* Raw records
..........
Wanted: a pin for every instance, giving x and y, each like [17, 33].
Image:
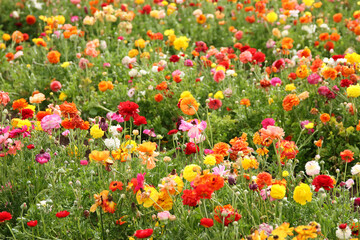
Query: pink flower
[50, 122]
[194, 128]
[245, 57]
[84, 162]
[268, 122]
[272, 132]
[4, 98]
[164, 215]
[219, 76]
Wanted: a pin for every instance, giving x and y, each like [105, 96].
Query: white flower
[343, 234]
[312, 168]
[112, 143]
[355, 170]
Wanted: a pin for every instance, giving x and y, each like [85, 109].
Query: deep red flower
[140, 120]
[27, 113]
[5, 216]
[174, 58]
[30, 146]
[203, 191]
[128, 109]
[144, 233]
[259, 57]
[323, 181]
[214, 104]
[173, 131]
[62, 214]
[32, 223]
[190, 198]
[191, 148]
[207, 222]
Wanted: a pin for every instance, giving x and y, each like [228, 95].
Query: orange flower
[54, 57]
[99, 156]
[245, 102]
[189, 106]
[290, 101]
[30, 19]
[263, 179]
[325, 117]
[337, 17]
[221, 148]
[20, 104]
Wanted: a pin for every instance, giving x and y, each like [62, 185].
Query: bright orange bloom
[290, 101]
[53, 57]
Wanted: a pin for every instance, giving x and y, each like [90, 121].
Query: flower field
[183, 119]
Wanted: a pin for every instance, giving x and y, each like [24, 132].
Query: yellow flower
[62, 96]
[285, 173]
[96, 132]
[65, 64]
[6, 37]
[271, 17]
[147, 197]
[302, 194]
[290, 87]
[353, 91]
[191, 171]
[308, 3]
[210, 160]
[219, 95]
[278, 191]
[181, 43]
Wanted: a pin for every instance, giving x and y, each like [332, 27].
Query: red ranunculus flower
[323, 181]
[140, 120]
[144, 233]
[128, 109]
[191, 148]
[190, 198]
[207, 222]
[5, 216]
[62, 214]
[32, 223]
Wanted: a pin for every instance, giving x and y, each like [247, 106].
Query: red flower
[32, 223]
[207, 222]
[144, 233]
[115, 185]
[128, 109]
[140, 120]
[62, 214]
[174, 58]
[203, 191]
[323, 181]
[191, 148]
[27, 113]
[171, 132]
[190, 198]
[5, 216]
[214, 104]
..........
* Work instructions
Reproduce the entire listing above verbatim, omitting the image.

* Written answer
Wanted: a pin for every instance, giving x and y, each like [17, 33].
Image:
Query: pink flower
[50, 122]
[194, 128]
[245, 57]
[84, 162]
[268, 122]
[272, 132]
[4, 98]
[164, 215]
[219, 76]
Wanted: a pin for every instance, giving x and y, each like [105, 96].
Query: white flower
[343, 234]
[312, 168]
[112, 143]
[355, 170]
Wanted: a pin for every instance, giving x and y, each like [85, 109].
Query: deep red flower
[140, 120]
[27, 113]
[5, 216]
[174, 58]
[30, 146]
[203, 191]
[128, 109]
[144, 233]
[259, 57]
[323, 181]
[214, 104]
[173, 131]
[62, 214]
[32, 223]
[190, 198]
[191, 148]
[207, 222]
Wanted: a pin for every instance, giving x and y, each like [228, 95].
Query: orange flower
[54, 57]
[99, 156]
[245, 102]
[189, 106]
[290, 101]
[30, 19]
[263, 179]
[325, 117]
[337, 17]
[221, 148]
[20, 104]
Wanted: a pin for every instance, giving x and y, each like [62, 185].
Query: bright orange bloom
[290, 101]
[53, 57]
Wanted: a pin for every instance, giving x and y, each like [90, 121].
Query: flower field
[183, 119]
Wanted: a pin for every instance, giving x and y, each like [24, 132].
Query: yellow flower
[62, 96]
[285, 173]
[96, 132]
[65, 64]
[6, 37]
[271, 17]
[147, 197]
[302, 194]
[290, 87]
[353, 91]
[191, 171]
[308, 3]
[210, 160]
[219, 95]
[278, 191]
[181, 43]
Wanted: a pin for every instance, giving x and y, each like [332, 27].
Query: red ranunculus flower
[323, 181]
[140, 120]
[144, 233]
[128, 109]
[191, 148]
[190, 198]
[207, 222]
[5, 216]
[62, 214]
[32, 223]
Wanted: a pin for every instance, giving x and y, each like [247, 106].
Query: red flower
[32, 223]
[207, 222]
[144, 233]
[115, 185]
[128, 109]
[140, 120]
[62, 214]
[174, 58]
[203, 191]
[323, 181]
[191, 148]
[27, 113]
[171, 132]
[190, 198]
[5, 216]
[214, 104]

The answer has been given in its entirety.